| Records shown |
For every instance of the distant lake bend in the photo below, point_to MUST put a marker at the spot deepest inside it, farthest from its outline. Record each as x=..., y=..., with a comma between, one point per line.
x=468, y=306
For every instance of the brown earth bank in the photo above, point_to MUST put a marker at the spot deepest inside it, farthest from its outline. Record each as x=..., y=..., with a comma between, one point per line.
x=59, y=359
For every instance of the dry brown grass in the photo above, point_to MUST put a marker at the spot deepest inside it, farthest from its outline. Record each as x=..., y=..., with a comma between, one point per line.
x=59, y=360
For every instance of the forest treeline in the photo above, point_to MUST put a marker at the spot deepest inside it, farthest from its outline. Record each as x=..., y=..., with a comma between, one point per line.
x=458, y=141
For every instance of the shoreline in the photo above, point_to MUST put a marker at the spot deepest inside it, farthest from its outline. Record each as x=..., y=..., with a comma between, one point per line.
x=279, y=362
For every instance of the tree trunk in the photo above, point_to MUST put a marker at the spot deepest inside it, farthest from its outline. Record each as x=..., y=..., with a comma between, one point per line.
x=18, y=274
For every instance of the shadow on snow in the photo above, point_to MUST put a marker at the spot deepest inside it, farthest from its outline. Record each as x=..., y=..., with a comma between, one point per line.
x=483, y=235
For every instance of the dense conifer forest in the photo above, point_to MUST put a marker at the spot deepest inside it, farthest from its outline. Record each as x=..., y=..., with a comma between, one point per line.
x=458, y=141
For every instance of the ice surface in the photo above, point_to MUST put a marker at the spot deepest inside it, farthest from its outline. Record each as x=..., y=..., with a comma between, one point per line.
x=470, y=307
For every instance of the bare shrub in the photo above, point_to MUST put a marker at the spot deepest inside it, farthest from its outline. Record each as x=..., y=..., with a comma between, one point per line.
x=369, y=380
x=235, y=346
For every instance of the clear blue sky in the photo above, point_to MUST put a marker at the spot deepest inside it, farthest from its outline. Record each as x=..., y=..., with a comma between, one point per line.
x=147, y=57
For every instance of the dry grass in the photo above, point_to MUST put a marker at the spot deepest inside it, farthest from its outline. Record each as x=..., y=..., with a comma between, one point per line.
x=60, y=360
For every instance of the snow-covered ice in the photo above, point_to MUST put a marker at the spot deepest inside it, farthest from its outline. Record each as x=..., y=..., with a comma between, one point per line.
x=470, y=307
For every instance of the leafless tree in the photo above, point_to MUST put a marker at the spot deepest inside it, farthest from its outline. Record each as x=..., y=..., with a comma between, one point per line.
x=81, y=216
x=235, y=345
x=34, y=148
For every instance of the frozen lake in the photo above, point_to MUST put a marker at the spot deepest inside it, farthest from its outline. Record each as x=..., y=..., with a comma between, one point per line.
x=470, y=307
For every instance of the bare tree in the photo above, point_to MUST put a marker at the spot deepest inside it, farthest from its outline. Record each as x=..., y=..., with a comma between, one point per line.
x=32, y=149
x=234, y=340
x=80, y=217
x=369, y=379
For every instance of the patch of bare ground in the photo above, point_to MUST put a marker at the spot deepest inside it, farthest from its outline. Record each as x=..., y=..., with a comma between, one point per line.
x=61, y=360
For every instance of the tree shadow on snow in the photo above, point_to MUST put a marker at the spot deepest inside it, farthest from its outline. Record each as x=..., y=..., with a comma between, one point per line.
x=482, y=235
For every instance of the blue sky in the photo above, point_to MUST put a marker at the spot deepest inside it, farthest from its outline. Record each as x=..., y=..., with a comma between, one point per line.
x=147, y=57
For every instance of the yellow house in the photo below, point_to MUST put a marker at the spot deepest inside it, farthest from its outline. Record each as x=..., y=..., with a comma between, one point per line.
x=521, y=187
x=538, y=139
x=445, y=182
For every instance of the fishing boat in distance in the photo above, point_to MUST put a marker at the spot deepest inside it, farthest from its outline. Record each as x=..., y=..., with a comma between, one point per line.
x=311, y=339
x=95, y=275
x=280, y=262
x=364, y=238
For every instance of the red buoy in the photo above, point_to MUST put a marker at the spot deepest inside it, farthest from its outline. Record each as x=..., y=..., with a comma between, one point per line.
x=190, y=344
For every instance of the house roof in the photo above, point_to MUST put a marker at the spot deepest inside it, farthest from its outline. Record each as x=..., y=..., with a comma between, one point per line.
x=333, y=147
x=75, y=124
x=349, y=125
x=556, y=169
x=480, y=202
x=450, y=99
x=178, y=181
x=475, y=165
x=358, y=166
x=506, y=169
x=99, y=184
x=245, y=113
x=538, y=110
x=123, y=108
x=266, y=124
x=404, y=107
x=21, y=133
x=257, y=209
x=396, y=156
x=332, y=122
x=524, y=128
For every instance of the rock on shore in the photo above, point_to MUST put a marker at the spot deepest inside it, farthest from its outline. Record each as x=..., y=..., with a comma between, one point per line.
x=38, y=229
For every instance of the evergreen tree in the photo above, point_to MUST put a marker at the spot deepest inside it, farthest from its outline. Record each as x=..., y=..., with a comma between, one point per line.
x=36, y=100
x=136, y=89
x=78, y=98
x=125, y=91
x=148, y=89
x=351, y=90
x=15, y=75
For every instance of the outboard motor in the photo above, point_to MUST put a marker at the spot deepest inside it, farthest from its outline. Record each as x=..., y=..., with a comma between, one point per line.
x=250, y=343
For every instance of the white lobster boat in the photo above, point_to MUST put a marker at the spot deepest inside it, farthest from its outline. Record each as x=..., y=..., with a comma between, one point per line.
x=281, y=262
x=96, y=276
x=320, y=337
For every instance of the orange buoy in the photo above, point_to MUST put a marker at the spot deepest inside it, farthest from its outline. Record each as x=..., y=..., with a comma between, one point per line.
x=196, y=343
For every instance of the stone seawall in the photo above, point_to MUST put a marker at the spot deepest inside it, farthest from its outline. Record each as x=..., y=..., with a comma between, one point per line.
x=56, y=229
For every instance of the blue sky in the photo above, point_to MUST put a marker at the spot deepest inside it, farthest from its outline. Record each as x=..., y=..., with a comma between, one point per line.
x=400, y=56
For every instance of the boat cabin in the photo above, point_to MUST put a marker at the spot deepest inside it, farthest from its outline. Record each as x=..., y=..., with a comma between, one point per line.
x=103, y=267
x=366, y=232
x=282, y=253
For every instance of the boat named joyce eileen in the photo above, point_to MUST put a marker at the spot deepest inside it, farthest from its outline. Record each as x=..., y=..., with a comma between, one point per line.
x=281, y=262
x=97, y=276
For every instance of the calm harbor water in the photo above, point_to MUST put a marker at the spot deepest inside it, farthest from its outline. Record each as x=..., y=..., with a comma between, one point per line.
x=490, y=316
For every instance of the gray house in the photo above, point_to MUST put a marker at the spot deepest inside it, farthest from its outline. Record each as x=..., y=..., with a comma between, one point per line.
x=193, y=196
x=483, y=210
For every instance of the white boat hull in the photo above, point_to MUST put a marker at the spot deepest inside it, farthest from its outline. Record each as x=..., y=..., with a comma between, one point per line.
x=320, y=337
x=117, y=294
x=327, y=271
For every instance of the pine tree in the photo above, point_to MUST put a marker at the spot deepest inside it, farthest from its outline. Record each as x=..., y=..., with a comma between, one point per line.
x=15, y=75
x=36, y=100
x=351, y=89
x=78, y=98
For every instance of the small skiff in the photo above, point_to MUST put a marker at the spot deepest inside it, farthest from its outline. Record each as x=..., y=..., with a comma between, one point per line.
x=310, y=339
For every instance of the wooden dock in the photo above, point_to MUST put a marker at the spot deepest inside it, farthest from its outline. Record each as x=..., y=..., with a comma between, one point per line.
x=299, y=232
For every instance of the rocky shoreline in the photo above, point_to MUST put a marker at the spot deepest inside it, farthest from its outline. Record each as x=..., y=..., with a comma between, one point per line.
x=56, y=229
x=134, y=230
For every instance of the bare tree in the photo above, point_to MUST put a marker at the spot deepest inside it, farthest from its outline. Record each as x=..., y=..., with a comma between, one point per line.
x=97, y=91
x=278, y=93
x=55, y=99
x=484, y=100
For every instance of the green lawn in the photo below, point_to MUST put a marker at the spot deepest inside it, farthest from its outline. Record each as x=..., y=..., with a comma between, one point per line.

| Exercise objective |
All lines from the one that has "For every instance of the gray" through the end of the material above should be returned exactly; omit the rest.

| Exercise result |
For every instance of the gray house in the photo above, point_to MUST put a marker at the spot deepest inside it, farthest from its outline. Record each as x=..., y=..., with a comma between, one point per line.
x=193, y=196
x=483, y=210
For every instance of the white boat hull in the photo above, point_to MUST put a marker at the spot deepest inside it, farthest from its outline. Record each as x=..., y=..., with a comma between, one point per line.
x=320, y=337
x=117, y=294
x=327, y=271
For every instance of the pine tree in the photo above, point_to MUST put a marker at the spot deepest inside it, farthest from its outline. Record each as x=..., y=..., with a comma between, one point per line.
x=15, y=75
x=36, y=100
x=351, y=89
x=78, y=98
For every instance of the small skiff in the photo above, point_to MUST put a marker at the spot deepest inside it, farthest from its outline. Record each as x=..., y=..., with a comma between, one point per line.
x=310, y=339
For every instance of the wooden dock in the photo above, point_to MUST put a marker at the spot deepest inside it, farthest from its outline. Record each as x=..., y=..., with a comma between, one point per line.
x=299, y=232
For every instance of the rocky shoreline in the photo above, point_to MUST put a marker at the spot deepest inside it, farthest from its outline. Record each as x=..., y=..., with a comma between, one point per line.
x=56, y=229
x=134, y=230
For every instance of the bare tree in the photo above, point_to MUST put a marker at the spot deepest inside it, farthest from its outline. Record each as x=..., y=..., with a comma between, one point per line.
x=97, y=91
x=278, y=93
x=55, y=99
x=484, y=100
For every instance of the green lawn in the photo below, point_to MUST put a marker at the spot deepest inside it, farthest from its outline. Record each as x=..., y=..., with a comma between, one point per line.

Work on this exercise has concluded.